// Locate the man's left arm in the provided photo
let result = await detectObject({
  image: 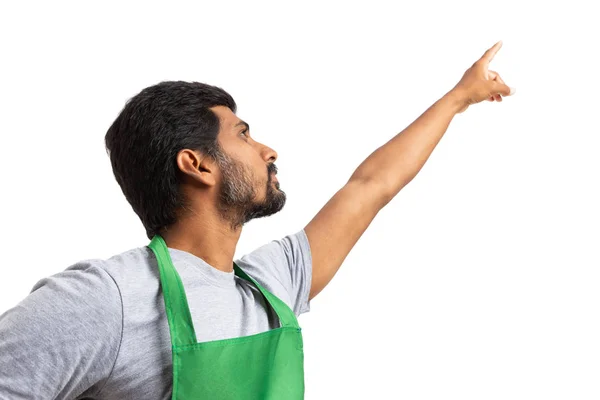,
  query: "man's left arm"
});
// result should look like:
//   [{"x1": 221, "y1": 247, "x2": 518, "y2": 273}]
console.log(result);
[{"x1": 305, "y1": 42, "x2": 513, "y2": 299}]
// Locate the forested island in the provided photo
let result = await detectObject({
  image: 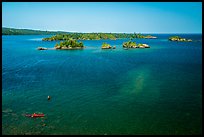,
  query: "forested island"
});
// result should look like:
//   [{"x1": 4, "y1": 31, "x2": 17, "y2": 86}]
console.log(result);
[
  {"x1": 55, "y1": 39, "x2": 85, "y2": 49},
  {"x1": 169, "y1": 36, "x2": 192, "y2": 42},
  {"x1": 123, "y1": 41, "x2": 150, "y2": 48},
  {"x1": 42, "y1": 33, "x2": 156, "y2": 41}
]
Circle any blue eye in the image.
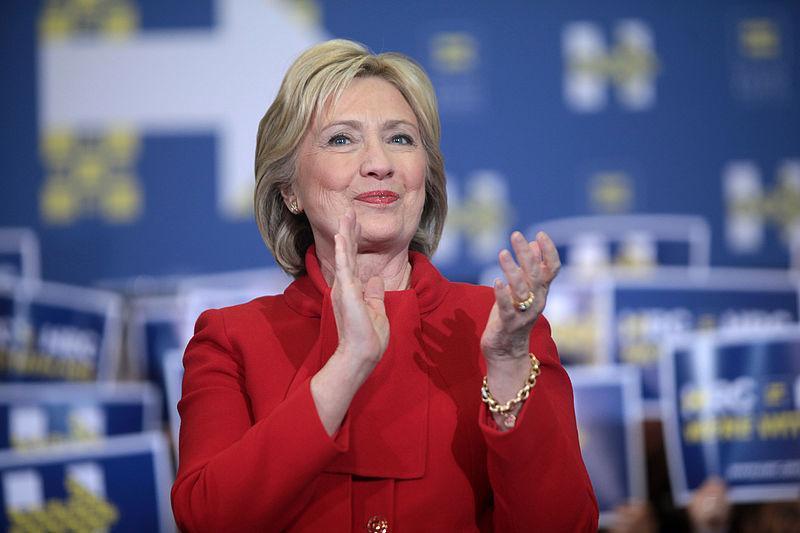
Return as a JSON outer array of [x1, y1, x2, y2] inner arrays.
[[391, 133, 414, 146], [328, 133, 351, 146]]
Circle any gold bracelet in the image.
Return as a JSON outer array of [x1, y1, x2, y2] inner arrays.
[[481, 353, 541, 428]]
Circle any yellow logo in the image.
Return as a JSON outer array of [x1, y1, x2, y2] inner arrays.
[[737, 18, 781, 59], [562, 19, 659, 112], [39, 129, 143, 225], [431, 32, 479, 74], [39, 0, 139, 40], [7, 478, 119, 533], [589, 170, 633, 214], [723, 160, 800, 252]]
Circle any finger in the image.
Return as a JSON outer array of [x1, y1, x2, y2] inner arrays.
[[494, 279, 517, 324], [536, 231, 561, 281], [340, 209, 355, 272], [333, 233, 353, 284], [511, 231, 539, 282], [498, 250, 530, 301]]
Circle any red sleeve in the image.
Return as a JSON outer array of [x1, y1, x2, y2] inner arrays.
[[172, 310, 348, 531], [479, 317, 598, 532]]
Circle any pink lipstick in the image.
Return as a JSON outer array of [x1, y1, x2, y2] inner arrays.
[[356, 191, 400, 205]]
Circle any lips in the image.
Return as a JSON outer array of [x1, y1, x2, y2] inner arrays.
[[356, 191, 400, 205]]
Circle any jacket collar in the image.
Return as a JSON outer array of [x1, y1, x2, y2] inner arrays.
[[284, 245, 448, 479], [284, 244, 448, 318]]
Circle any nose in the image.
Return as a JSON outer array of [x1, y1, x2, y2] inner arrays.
[[360, 141, 394, 180]]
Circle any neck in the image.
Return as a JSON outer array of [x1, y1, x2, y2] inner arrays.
[[317, 242, 411, 291]]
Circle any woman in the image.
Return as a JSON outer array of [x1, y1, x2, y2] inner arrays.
[[172, 40, 597, 532]]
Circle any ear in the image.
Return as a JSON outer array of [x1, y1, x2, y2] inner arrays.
[[281, 185, 303, 215]]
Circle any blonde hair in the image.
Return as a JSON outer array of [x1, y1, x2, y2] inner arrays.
[[254, 39, 447, 277]]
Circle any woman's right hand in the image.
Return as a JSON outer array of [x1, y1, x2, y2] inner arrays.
[[331, 209, 389, 371]]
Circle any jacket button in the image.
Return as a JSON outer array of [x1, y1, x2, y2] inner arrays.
[[367, 515, 389, 533]]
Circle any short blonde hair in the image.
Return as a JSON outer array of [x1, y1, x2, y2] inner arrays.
[[254, 39, 447, 277]]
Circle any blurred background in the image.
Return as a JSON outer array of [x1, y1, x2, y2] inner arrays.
[[0, 0, 800, 531]]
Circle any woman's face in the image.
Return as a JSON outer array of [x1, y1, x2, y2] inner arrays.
[[286, 77, 427, 253]]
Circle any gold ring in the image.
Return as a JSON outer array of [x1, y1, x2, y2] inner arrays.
[[514, 291, 535, 313]]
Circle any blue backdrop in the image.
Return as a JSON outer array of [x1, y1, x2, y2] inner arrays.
[[0, 0, 800, 284]]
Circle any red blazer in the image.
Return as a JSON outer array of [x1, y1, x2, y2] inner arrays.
[[172, 247, 597, 533]]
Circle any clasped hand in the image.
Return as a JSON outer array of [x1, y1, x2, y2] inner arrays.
[[481, 231, 561, 360], [331, 210, 561, 367]]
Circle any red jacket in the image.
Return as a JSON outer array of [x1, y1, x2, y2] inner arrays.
[[172, 247, 597, 533]]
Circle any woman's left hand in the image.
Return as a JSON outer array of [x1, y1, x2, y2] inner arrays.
[[481, 231, 561, 362]]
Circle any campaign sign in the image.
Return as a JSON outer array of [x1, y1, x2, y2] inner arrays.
[[527, 214, 711, 275], [164, 350, 183, 457], [0, 383, 161, 450], [661, 326, 800, 505], [607, 268, 798, 416], [0, 278, 122, 382], [0, 432, 176, 532], [128, 296, 182, 387], [569, 366, 647, 527]]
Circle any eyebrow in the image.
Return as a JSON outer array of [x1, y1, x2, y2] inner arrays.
[[320, 119, 419, 131]]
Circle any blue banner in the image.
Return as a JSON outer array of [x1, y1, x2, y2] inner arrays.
[[0, 383, 161, 450], [0, 433, 176, 532], [569, 366, 647, 527], [661, 326, 800, 505]]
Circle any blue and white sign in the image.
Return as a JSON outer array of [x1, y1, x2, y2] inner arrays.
[[0, 432, 176, 532], [0, 383, 161, 450], [606, 268, 798, 416], [661, 326, 800, 505], [0, 278, 122, 382], [127, 296, 183, 387], [569, 366, 647, 527]]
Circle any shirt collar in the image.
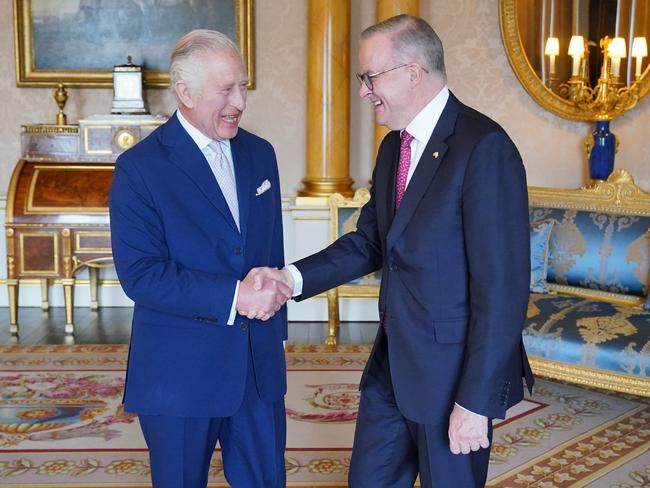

++++++++++++++++++++

Pick out every line of the items above that contains the word "blonde". Letter case counts.

:: EXERCISE RESPONSE ::
Circle any blonde hair in the image.
Circle any short blonde hair in the image.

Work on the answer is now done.